◆ READING TEXT ◆

┏━━

- Netherlands / New Zealand
- Dates: 4 – 5 August 2022
- Captains: Scott Edwards / Mitchell Santner

Twenty20 International series
- Results: New Zealand won the 2-match series 2–0
- Most runs: Bas de Leede (119) / Mitchell Santner (84)
- Most wickets: Tim Pringle (2) Shariz Ahmad (2) Logan van Beek (2) / Blair Tickner (5)

= New Zealand cricket team in the Netherlands in 2022 =

International cricket tour

The New Zealand cricket team toured the Netherlands in August 2022 to play two Twenty20 International (T20I) matches. It was the first time that the New Zealand team had toured the Netherlands since 1986. The tour was originally scheduled for to take place in June 2020 before it was postponed in April 2020 due to the COVID-19 pandemic. On 19 July 2022, the date of the second T20I was brought forward by one day due to a cancellation of a connecting flight for the New Zealand team's tour of the West Indies. During the 2022 summer, New Zealand also toured England, Ireland and Scotland prior to this series.

┗━━

◆ PROBLEM REQUIREMENTS ◆
Continue the reading text about New Zealand's 2022 cricket tour of the Netherlands, picking up right after its last sentence.

◆ GIVEN DATA ◆

┏━━

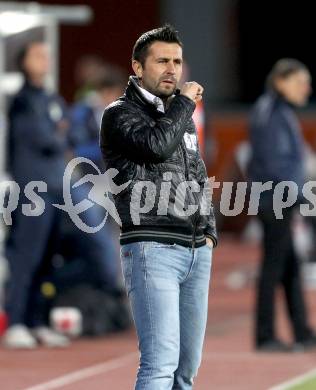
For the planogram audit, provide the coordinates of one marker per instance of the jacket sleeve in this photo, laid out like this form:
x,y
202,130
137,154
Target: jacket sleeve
x,y
126,130
27,125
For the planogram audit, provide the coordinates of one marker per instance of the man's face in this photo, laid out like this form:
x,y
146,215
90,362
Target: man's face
x,y
296,88
37,62
162,69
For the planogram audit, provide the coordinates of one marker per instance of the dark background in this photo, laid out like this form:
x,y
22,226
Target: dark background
x,y
262,31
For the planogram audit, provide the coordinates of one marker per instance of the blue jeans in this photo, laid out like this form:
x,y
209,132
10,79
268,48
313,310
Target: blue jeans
x,y
168,289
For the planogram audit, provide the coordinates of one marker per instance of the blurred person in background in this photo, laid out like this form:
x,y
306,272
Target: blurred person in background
x,y
86,117
88,70
37,144
147,135
278,155
86,114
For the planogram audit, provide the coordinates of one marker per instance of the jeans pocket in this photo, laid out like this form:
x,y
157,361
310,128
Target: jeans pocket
x,y
127,268
156,244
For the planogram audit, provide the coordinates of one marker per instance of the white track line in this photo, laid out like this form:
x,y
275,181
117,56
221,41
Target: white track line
x,y
85,373
295,381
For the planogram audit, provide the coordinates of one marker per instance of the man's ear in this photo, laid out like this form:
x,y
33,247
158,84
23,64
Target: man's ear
x,y
137,68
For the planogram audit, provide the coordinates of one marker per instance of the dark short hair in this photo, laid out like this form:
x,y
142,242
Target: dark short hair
x,y
282,69
23,53
166,33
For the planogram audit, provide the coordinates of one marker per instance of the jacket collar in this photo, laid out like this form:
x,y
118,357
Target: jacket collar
x,y
142,96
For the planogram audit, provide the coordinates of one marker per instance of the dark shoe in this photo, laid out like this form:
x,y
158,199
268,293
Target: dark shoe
x,y
273,346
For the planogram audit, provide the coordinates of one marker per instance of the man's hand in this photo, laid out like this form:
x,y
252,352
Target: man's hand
x,y
192,90
209,242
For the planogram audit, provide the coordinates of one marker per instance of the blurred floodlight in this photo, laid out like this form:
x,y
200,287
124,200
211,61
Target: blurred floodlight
x,y
16,22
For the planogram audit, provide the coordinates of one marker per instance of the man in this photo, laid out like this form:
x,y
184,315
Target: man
x,y
37,145
277,155
148,135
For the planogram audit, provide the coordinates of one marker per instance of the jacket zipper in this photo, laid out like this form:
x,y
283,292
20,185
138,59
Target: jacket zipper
x,y
187,178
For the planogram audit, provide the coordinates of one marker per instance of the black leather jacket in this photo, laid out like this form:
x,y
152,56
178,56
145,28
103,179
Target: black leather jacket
x,y
144,144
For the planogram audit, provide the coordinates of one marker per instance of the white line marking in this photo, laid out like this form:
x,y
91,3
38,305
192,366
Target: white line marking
x,y
85,373
295,381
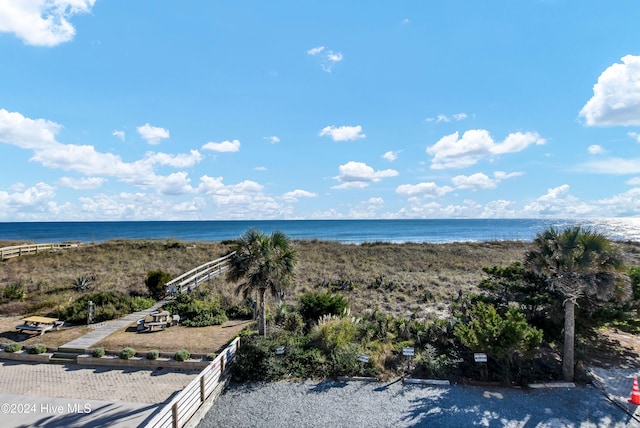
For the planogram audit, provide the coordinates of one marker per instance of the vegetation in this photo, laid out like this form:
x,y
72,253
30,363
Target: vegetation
x,y
13,347
38,348
98,353
199,310
182,355
264,263
127,353
578,263
155,282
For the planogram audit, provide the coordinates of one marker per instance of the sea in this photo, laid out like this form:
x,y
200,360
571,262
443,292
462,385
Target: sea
x,y
345,231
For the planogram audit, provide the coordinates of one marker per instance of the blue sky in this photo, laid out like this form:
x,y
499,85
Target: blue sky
x,y
163,110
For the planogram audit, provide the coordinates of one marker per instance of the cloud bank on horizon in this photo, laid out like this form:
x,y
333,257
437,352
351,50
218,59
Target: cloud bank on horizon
x,y
256,111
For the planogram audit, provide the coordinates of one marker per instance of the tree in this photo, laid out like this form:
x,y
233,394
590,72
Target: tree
x,y
264,263
155,282
577,262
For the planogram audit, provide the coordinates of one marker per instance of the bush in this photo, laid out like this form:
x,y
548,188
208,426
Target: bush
x,y
38,348
13,347
315,305
197,313
14,292
182,355
155,282
127,353
139,303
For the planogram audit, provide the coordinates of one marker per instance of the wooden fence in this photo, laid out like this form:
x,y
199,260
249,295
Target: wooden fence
x,y
194,277
205,388
21,250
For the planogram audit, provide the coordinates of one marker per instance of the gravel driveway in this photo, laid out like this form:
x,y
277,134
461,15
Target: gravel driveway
x,y
360,404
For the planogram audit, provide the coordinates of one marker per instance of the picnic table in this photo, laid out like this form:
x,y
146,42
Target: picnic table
x,y
160,320
39,324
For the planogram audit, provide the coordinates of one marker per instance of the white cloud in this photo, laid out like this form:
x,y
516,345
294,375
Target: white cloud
x,y
635,181
390,155
343,133
118,134
595,149
294,195
223,147
35,197
328,58
358,175
181,160
152,134
428,190
444,118
635,136
41,22
454,152
616,95
85,183
481,181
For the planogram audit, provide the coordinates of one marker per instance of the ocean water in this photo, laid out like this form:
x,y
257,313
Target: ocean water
x,y
346,231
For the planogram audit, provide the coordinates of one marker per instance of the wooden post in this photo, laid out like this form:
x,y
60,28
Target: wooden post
x,y
174,411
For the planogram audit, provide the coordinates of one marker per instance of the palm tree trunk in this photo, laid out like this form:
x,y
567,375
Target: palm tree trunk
x,y
568,362
262,316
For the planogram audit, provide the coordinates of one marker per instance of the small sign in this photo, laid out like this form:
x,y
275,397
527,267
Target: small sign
x,y
480,357
408,352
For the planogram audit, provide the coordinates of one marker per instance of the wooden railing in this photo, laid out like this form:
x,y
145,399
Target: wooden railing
x,y
21,250
203,389
194,277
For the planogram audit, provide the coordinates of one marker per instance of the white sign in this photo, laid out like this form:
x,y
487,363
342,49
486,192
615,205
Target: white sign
x,y
480,358
408,352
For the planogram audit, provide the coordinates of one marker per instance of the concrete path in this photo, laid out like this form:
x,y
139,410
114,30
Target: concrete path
x,y
55,395
107,328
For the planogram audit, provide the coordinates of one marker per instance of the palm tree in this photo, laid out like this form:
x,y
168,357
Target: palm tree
x,y
265,263
577,262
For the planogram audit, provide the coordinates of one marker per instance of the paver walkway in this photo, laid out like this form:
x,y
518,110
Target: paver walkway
x,y
108,328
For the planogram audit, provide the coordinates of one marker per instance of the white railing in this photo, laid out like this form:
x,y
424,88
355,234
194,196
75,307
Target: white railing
x,y
21,250
208,385
194,277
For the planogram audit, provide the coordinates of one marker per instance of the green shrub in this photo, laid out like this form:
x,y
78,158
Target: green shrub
x,y
182,355
109,305
127,353
14,291
197,313
13,347
139,303
38,348
315,305
155,282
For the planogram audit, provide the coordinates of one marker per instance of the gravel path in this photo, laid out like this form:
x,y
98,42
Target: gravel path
x,y
360,404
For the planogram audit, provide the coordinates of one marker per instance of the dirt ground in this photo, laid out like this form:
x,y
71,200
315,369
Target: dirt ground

┗━━

◆ EXERCISE ANSWER ◆
==Squads==

T20Is
| Netherlands | New Zealand |
| Scott Edwards (c, wk); Shariz Ahmad; Logan van Beek; Tom Cooper; Aryan Dutt; Clayton Floyd; Vivian Kingma; Ryan Klein; Bas de Leede; Stephan Myburgh; Teja Nidamanuru; Max O'Dowd; Tim Pringle; Vikramjit Singh; | Mitchell Santner (c); Finn Allen; Michael Bracewell; Mark Chapman; Dane Cleaver (wk); Jacob Duffy; Lockie Ferguson; Martin Guptill; Adam Milne; Daryl Mitchell; James Neesham; Glenn Phillips; Michael Rippon; Ben Sears; Ish Sodhi; Blair Tickner; |

Adam Milne was ruled out of New Zealand's squad due to an Achilles injury with Jacob Duffy named as his replacement.